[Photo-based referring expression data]
--------

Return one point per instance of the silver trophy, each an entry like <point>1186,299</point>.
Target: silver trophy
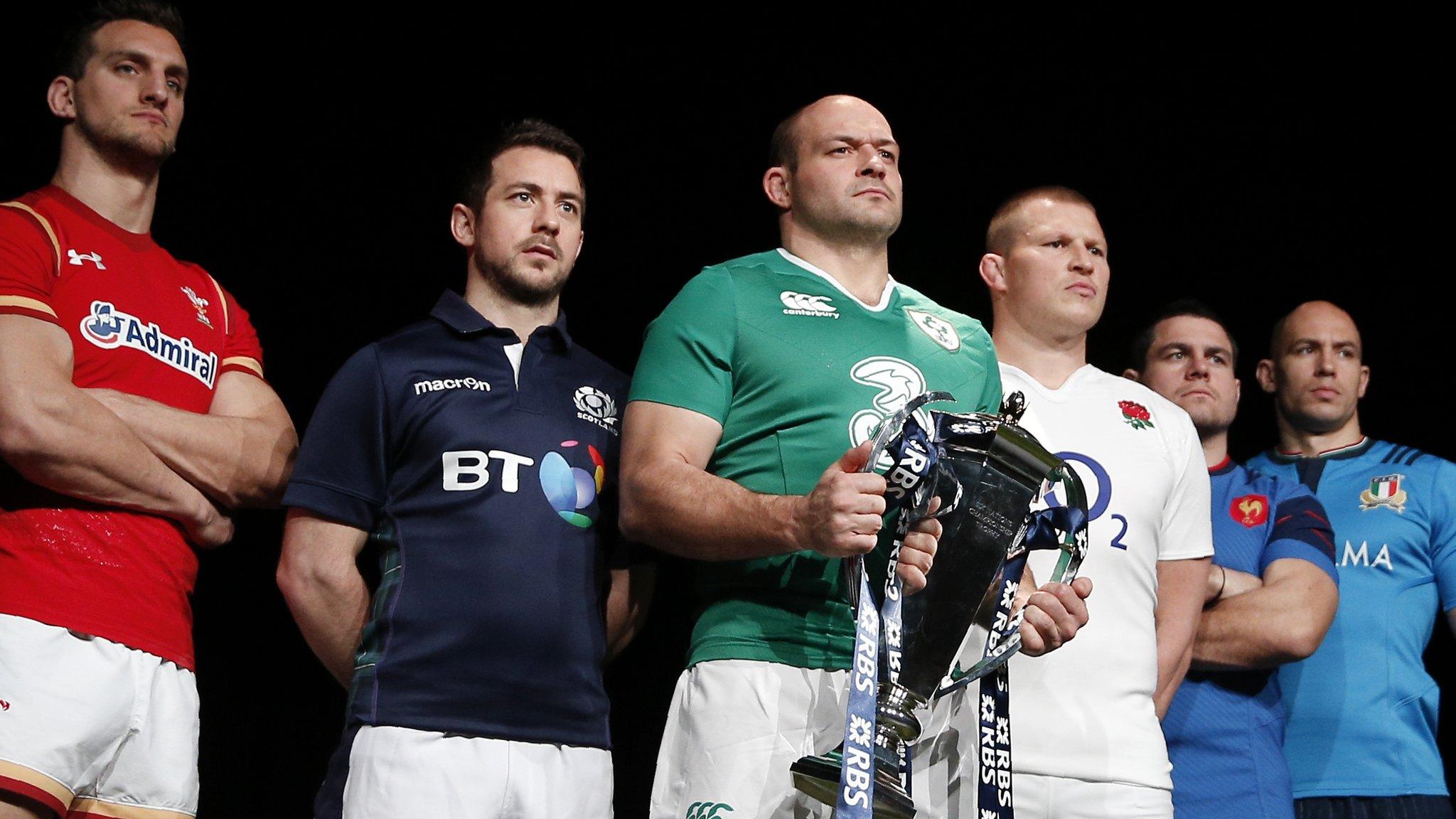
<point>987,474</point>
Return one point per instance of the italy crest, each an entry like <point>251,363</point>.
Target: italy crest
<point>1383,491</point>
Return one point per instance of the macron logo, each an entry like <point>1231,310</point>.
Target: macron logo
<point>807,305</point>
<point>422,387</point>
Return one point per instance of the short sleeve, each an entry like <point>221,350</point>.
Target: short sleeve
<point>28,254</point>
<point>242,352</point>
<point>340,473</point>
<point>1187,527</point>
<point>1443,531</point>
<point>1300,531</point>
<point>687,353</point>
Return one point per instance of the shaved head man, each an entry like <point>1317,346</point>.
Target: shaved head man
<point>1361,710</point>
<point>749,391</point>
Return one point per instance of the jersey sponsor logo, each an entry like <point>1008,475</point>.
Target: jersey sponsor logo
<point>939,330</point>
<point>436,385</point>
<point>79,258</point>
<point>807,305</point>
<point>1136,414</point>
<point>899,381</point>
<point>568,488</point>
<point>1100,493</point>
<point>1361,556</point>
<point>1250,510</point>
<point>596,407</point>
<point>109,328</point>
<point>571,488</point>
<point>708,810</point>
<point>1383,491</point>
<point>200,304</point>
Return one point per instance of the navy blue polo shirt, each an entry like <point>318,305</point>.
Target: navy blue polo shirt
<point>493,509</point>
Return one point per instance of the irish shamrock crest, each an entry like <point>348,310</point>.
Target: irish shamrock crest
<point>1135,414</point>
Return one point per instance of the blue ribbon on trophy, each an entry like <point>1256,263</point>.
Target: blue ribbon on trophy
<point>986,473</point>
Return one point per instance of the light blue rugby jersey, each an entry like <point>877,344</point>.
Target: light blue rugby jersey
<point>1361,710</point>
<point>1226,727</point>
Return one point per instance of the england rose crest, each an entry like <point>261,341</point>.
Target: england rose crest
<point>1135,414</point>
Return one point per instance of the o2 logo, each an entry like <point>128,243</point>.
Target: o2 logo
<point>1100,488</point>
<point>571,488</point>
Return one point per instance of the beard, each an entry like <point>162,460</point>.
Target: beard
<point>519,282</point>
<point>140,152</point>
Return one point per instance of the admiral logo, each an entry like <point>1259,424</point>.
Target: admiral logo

--------

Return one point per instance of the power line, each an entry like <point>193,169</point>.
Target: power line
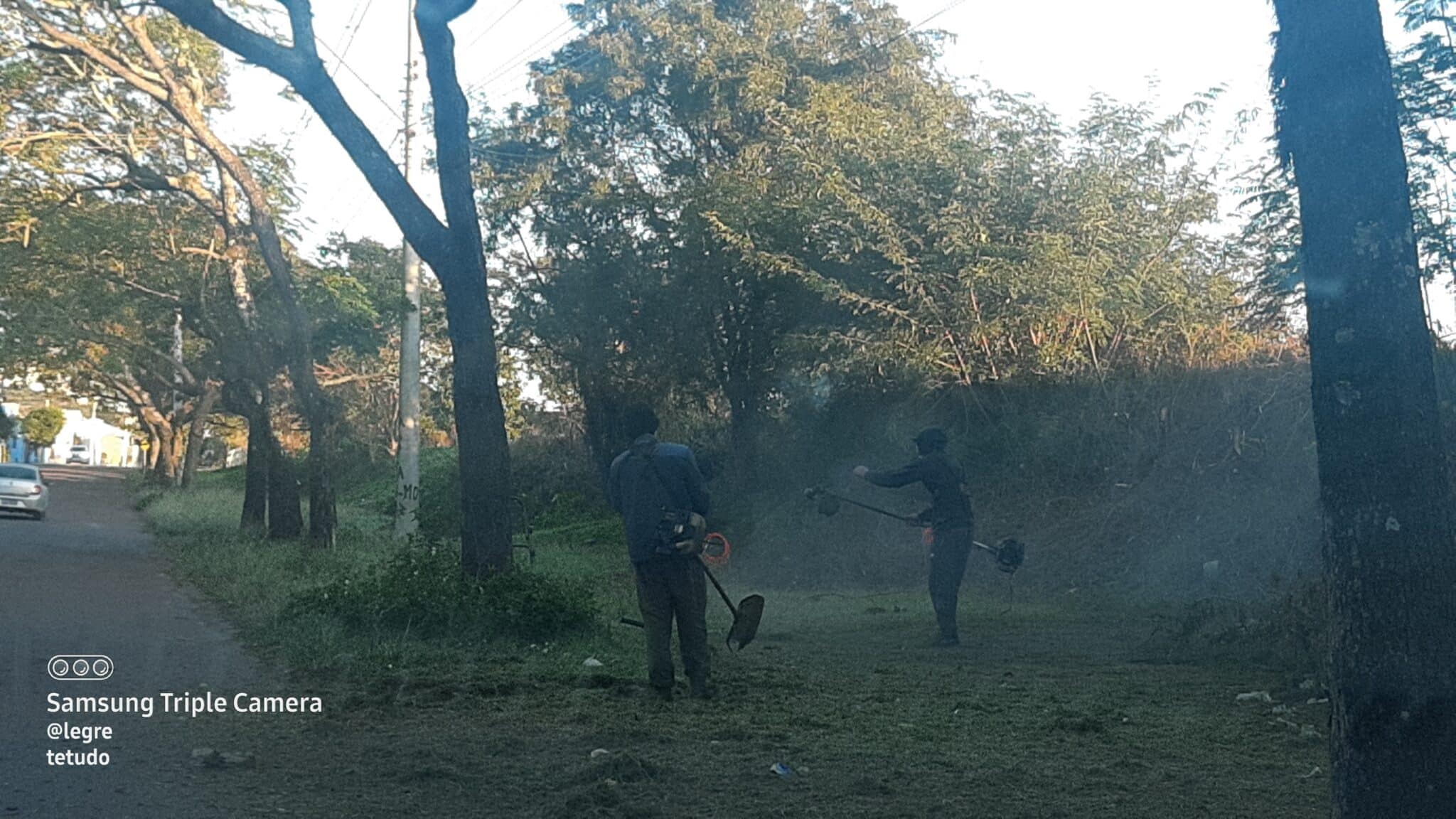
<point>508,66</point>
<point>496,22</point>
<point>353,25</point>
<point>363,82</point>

--------

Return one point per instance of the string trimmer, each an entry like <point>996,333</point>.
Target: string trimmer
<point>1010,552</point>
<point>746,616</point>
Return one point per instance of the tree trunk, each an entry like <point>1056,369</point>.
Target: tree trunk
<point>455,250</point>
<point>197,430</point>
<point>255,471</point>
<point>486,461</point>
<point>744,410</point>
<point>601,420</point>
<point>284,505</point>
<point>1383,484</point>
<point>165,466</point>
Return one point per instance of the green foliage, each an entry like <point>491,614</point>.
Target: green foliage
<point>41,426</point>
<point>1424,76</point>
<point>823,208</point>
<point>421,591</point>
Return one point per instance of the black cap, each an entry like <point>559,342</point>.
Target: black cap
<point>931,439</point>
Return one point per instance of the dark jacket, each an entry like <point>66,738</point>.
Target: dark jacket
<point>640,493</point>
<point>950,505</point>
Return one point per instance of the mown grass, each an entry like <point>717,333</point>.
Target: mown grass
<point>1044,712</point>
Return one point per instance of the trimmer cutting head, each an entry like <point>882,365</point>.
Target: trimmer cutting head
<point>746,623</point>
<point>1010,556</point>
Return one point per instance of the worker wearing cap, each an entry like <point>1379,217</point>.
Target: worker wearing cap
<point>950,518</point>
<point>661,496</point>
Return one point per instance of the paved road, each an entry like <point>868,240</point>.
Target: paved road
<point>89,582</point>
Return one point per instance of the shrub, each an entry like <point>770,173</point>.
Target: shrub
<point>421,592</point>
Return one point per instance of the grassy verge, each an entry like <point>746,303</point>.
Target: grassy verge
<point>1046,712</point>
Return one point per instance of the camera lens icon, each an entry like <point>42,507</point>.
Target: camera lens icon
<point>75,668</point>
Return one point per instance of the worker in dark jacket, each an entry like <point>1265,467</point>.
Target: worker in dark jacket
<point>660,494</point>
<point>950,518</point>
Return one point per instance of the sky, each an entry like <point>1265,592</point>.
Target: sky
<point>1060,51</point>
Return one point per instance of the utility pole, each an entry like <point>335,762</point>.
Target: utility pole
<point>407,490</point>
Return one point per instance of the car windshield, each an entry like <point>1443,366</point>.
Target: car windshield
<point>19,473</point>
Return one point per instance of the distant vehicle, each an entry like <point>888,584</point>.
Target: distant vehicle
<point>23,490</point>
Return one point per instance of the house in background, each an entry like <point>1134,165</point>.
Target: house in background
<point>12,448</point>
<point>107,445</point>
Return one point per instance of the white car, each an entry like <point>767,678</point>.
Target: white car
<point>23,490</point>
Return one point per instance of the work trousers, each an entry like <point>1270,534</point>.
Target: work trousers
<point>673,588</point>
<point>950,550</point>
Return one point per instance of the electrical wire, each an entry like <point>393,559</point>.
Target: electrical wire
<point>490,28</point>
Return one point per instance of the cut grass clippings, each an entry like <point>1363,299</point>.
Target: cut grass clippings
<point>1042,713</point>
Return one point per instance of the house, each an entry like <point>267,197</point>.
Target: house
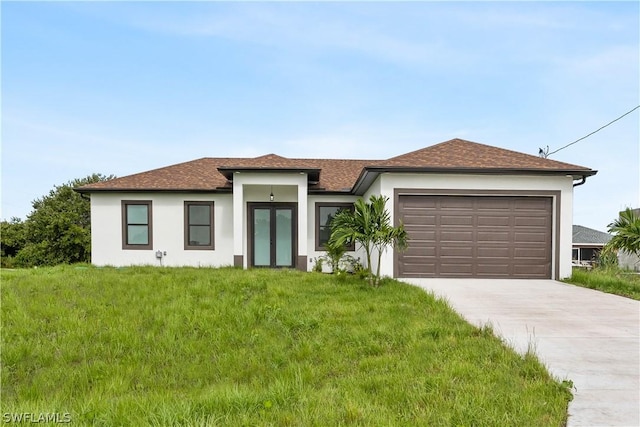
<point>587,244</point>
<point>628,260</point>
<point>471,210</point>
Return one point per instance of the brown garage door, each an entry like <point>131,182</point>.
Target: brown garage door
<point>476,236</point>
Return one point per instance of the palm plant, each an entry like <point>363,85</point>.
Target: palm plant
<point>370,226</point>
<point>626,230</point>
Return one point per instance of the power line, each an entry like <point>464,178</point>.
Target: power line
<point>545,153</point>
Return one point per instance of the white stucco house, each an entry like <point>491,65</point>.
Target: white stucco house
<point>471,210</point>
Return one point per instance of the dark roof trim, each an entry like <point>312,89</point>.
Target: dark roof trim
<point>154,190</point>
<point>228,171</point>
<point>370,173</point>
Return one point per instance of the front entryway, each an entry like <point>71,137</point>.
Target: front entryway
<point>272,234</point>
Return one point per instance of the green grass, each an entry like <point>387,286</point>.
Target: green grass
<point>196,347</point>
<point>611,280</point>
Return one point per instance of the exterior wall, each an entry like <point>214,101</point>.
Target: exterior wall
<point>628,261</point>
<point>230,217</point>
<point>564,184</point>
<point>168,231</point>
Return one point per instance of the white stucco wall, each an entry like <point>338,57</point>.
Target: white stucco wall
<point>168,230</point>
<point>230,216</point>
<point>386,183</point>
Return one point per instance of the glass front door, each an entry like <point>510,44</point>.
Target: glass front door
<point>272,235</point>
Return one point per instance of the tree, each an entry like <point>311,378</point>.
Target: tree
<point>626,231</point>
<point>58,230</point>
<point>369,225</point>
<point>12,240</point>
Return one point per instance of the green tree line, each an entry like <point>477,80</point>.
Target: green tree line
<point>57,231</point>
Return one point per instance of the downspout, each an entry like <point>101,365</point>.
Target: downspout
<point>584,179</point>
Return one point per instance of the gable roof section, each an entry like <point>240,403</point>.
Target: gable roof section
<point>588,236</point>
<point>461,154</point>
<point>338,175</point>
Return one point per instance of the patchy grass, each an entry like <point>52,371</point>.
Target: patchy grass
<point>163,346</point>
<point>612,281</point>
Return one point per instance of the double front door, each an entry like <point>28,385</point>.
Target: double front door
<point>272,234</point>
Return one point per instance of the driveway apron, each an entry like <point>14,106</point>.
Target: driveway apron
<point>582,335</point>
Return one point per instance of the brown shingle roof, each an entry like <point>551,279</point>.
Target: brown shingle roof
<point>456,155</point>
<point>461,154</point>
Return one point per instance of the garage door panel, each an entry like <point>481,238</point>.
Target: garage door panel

--------

Work item: Select the lines from the entries that include the word "panel".

Output for this exercise:
Return one point per instance of the garage door panel, each an entry like <point>481,238</point>.
Target: garage door panel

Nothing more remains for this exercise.